- Text to read
◆ ◆ ◆ ◆

Another consequence of the small gravitative power of the moon bears upon the all-important question of atmosphere. According to the theory of Dr. Johnstone Stoney, heretofore referred to, oxygen, nitrogen, and water vapor would all gradually escape from the moon, if originally placed upon it, because, by the kinetic theory, the maximum velocities of their molecules are greater than a mile and a half per second. The escape would not occur instantly, nor all at once, for it would be only the molecules at the upper surface of the atmosphere which were moving with their greatest velocity, and in a direction radial to the center of the moon, that would get away; but in the course of time this gradual leakage would result in the escape of all of those gases.[16]

After it had been found that, to ordinary tests, the moon offered no evidence of the possession of an atmosphere, and before Dr. Stoney's theory was broached, it was supposed by many that the moon had lost its original supply of air by absorption into its interior. The oxygen was supposed to have entered into combination with the cooling rocks and minerals, thus being withdrawn from the atmosphere, and the nitrogen was imagined to have disappeared also within the lunar crust. For it seems to have always been tacitly assumed that the phenomenon to be accounted for was not so much the absence of a lunar atmosphere as its disappearance. But disappearance, of course, implies previous existence. In like manner it has always been a commonly accepted view that the moon probably once had enough water to form lakes and seas.

These, it has been calculated, could have been absorbed into the lunar globe as it cooled off. But Johnstone Stoney's theory offers another method by which they could have escaped, through evaporation and the gradual flight of the molecules into open space. Possibly both methods have been in operation, a portion of the constituents of the former atmosphere and oceans having entered into chemical combinations in the lunar crust, and the remainder having vanished in consequence of the lack of sufficient gravitative force to retain them.

◆ ◆ ◆ ◆

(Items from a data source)
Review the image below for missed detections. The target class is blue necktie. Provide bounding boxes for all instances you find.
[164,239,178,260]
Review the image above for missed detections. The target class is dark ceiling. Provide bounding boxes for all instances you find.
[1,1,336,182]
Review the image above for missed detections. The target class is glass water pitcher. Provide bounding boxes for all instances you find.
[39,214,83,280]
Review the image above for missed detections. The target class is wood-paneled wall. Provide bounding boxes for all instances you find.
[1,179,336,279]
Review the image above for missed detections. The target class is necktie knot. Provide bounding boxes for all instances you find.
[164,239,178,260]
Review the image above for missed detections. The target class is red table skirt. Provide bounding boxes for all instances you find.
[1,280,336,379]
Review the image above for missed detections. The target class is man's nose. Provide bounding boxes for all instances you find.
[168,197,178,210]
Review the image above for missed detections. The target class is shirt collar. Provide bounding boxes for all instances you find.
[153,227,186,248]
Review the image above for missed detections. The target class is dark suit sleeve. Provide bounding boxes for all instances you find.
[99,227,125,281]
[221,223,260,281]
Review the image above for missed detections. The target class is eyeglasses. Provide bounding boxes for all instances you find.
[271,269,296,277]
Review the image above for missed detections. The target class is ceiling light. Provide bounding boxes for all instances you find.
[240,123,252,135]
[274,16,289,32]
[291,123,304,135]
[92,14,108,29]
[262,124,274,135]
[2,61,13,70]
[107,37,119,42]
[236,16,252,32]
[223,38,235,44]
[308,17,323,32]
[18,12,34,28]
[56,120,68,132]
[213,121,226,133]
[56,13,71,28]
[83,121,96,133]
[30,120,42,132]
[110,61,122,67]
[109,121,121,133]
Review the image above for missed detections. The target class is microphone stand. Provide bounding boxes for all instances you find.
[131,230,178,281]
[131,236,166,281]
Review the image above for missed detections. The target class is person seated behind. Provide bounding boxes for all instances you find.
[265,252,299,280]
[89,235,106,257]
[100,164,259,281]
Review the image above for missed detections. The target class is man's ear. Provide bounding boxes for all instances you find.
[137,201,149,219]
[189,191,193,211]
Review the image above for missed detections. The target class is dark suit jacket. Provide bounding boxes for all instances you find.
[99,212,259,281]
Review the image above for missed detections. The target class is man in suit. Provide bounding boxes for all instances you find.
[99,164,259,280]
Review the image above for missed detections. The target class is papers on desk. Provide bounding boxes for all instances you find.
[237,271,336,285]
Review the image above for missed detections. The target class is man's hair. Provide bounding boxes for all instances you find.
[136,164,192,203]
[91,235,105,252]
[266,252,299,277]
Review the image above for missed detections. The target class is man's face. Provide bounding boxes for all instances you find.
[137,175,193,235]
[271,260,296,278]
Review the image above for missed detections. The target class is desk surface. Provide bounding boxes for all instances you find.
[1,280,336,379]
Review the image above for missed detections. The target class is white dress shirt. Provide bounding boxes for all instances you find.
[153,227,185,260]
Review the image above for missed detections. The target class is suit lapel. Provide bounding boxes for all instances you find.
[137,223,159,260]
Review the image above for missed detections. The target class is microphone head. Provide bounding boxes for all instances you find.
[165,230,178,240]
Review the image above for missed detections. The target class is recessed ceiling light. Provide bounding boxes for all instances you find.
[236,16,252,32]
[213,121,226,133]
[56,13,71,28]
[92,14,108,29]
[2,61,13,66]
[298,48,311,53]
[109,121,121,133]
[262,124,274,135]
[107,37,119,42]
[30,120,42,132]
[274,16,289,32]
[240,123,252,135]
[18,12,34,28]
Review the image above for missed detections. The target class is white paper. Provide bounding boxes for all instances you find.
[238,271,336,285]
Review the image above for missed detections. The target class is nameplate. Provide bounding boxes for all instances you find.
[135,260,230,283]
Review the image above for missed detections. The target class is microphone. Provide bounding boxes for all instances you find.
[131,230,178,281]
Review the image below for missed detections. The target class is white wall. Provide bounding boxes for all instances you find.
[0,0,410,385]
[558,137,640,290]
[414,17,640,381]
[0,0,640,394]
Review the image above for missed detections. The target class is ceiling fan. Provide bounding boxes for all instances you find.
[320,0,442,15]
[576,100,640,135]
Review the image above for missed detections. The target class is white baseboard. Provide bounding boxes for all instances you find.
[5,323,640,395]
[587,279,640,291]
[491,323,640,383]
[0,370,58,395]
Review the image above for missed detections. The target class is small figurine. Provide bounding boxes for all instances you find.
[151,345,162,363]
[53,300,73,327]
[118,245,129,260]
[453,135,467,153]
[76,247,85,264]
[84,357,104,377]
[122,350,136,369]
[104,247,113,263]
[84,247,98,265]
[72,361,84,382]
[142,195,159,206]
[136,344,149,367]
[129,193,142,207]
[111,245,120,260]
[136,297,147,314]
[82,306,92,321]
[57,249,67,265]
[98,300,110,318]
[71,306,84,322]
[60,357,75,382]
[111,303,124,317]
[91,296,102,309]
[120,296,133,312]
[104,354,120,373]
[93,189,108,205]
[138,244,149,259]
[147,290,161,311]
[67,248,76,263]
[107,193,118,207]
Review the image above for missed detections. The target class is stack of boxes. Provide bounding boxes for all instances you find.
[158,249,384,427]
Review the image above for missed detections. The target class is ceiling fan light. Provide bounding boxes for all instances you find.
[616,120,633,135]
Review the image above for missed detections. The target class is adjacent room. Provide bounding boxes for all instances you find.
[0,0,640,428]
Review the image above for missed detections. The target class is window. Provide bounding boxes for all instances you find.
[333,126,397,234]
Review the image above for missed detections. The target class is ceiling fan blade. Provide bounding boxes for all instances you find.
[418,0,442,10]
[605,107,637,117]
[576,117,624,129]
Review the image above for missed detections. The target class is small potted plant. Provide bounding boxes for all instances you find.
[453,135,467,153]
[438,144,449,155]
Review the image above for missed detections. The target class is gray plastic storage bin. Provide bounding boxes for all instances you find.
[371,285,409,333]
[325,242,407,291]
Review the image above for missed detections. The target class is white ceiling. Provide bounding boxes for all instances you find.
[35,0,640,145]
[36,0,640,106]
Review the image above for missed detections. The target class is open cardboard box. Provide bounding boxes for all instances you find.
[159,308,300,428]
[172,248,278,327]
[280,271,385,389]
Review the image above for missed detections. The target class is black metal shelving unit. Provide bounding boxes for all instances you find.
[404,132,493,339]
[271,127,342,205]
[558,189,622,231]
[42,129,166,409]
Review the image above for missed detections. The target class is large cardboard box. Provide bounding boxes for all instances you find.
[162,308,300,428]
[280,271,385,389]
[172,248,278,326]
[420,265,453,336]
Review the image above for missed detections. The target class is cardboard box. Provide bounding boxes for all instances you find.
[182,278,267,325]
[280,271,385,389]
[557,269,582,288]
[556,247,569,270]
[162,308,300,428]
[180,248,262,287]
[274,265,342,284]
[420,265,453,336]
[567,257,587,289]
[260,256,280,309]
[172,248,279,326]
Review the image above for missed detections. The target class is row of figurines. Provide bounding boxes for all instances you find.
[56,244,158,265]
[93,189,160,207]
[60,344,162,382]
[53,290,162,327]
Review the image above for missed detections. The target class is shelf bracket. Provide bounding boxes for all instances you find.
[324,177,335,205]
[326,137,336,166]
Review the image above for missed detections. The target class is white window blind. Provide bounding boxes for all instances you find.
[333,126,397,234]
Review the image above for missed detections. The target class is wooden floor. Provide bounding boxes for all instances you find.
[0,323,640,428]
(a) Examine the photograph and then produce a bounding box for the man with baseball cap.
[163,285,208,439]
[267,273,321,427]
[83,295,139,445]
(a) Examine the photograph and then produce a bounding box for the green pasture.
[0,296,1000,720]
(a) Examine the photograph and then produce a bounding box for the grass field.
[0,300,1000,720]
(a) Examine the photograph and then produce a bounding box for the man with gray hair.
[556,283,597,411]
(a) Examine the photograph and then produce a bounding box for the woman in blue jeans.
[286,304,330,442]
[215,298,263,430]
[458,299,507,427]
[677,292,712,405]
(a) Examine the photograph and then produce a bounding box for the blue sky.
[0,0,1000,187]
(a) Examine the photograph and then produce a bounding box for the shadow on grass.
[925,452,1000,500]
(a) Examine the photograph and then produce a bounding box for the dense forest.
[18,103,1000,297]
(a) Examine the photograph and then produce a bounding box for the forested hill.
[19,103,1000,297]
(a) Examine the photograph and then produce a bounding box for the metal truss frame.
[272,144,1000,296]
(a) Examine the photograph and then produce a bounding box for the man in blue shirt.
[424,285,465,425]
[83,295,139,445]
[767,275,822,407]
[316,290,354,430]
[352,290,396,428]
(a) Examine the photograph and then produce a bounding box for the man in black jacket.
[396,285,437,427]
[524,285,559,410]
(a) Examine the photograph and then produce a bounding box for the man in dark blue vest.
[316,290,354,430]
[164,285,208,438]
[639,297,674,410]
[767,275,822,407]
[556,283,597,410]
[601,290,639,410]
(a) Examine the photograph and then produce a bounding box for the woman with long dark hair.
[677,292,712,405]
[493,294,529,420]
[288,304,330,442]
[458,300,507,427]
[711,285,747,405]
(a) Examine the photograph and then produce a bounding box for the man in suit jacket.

◆ ◆ ◆ ◆

- Requirement 1
According to the passage on the moon's atmosphere, what speed do the maximum velocities of the gas molecules exceed under the kinetic theory?
- Requirement 2
List every substance the passage on the moon's atmosphere says would gradually escape from the moon under Dr. Johnstone Stoney's theory.
- Requirement 3
Rewrite the paragraph in the passage on the moon's atmosphere that begins "After it had been found" as a short bulleted list that keeps its main facts.

- Full answer 1
A mile and a half per second.

- Full answer 2
- Oxygen
- Nitrogen
- Water vapor

- Full answer 3
- Ordinary tests showed no evidence of a lunar atmosphere. Before Dr. Stoney's theory, many believed the moon had lost its air by absorption into its interior.
- The oxygen was thought to have combined with the cooling rocks and minerals.
- The nitrogen was imagined to have disappeared within the lunar crust.
- It was tacitly assumed that the thing to explain was the atmosphere's disappearance, not its absence. Disappearance implies previous existence.
- It was also commonly accepted that the moon probably once had enough water to form lakes and seas.